• _EXTRACT PROVIDED_
--- Begin ---

# C'dale SI Cranks



## 19surf74 (Feb 1, 2009)

Where can I purchase a set of the BB30 C'dale SI cranks? Seems as thought they don't sell them anywhere?


----------



## STARNUT (Jun 19, 2005)

you local cannondale dealer.

KA015/[size]BLK or KA014/[size]BLK are your part numbers for standard or compact. You'll also need a BB (QC690).

Be ready for a 6-8 week wait (at a minimum).......... or try and find a dealer than has them in stock.

Starnut


----------



## Hello Kitty (Sep 8, 2006)

Dr.Cannondale  or eBay is gonna be your best bet the starnut guy hooked me up with some hard to find cannondale stuff a while back if you really want the cranks give him a shout he will help you out.


----------



## 19surf74 (Feb 1, 2009)

You guys know what kind of cost I'm looking at? I need the compact in Silver.


----------



## CHL (Jun 24, 2005)

If you're looking at purchasing brand new then the Hollowgram SLs run $735-$750. The spindle with the steel bearings around about $110 and about $170 with the ceramic bearings.

Hopefully supply has gotten better for them. The back order time exceeded several months last year. Hopefuly it's better now.

CHL


----------



## zamboni (Sep 11, 2003)

Good luck with silver Cannondale only offers in black version only.


----------



## Hello Kitty (Sep 8, 2006)

eBay is gonna be your best bet in the last couple weeks i've seen the hollowgram si cranks go for as little as $220 i've thrown down a few dummy bids around $160 range just incase i caught someone sleeping and i could pick off a set cheap.

--- End ---

• _RECORD SET_
--- Begin ---

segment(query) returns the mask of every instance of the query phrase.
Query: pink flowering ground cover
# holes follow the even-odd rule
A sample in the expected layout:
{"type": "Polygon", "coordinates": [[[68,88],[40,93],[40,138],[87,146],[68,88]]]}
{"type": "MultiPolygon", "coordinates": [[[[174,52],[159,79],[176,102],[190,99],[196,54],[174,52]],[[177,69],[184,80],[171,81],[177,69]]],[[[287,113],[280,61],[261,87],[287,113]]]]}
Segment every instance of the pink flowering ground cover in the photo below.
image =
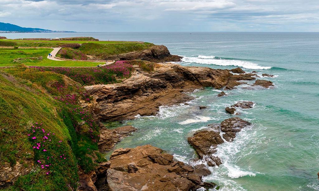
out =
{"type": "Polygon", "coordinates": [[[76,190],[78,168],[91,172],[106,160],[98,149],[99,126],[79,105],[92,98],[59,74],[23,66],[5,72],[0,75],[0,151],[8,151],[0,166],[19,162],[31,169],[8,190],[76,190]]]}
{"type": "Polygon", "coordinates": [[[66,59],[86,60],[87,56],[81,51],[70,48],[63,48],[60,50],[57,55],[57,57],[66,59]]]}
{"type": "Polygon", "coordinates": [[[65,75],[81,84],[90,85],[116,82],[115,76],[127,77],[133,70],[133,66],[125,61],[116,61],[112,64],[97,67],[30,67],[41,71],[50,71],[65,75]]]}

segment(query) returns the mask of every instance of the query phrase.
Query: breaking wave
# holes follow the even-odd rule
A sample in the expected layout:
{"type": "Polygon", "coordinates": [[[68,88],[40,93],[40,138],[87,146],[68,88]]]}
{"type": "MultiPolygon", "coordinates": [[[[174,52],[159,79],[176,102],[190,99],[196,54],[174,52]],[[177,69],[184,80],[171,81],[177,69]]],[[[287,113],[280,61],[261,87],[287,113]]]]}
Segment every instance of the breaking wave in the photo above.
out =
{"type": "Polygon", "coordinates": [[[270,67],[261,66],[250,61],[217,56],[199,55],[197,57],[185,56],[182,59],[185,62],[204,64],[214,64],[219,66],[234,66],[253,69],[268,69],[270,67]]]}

--- End ---

• _WORK INSTRUCTIONS_
a – Decide whether each statement below agrees with the forum thread about Cannondale SI cranks, and back each yes or no with the deciding words of the thread quoted exactly: (i) STARNUT warns of a wait of at least 6-8 weeks; (ii) CHL puts the spindle with ceramic bearings at about $110; (iii) zamboni says Cannondale offers the cranks in silver.
b – Retype the passage of the forum thread about Cannondale SI cranks that begins at the words "you local cannondale" and stops after "them in stock.".

• _ANSWERS PROVIDED_
a –
(i) Yes: "Be ready for a 6-8 week wait (at a minimum)"
(ii) No: "The spindle with the steel bearings around about $110 and about $170 with the ceramic bearings."
(iii) No: "Cannondale only offers in black version only."

b –
you local cannondale dealer.

KA015/[size]BLK or KA014/[size]BLK are your part numbers for standard or compact. You'll also need a BB (QC690).

Be ready for a 6-8 week wait (at a minimum).......... or try and find a dealer than has them in stock.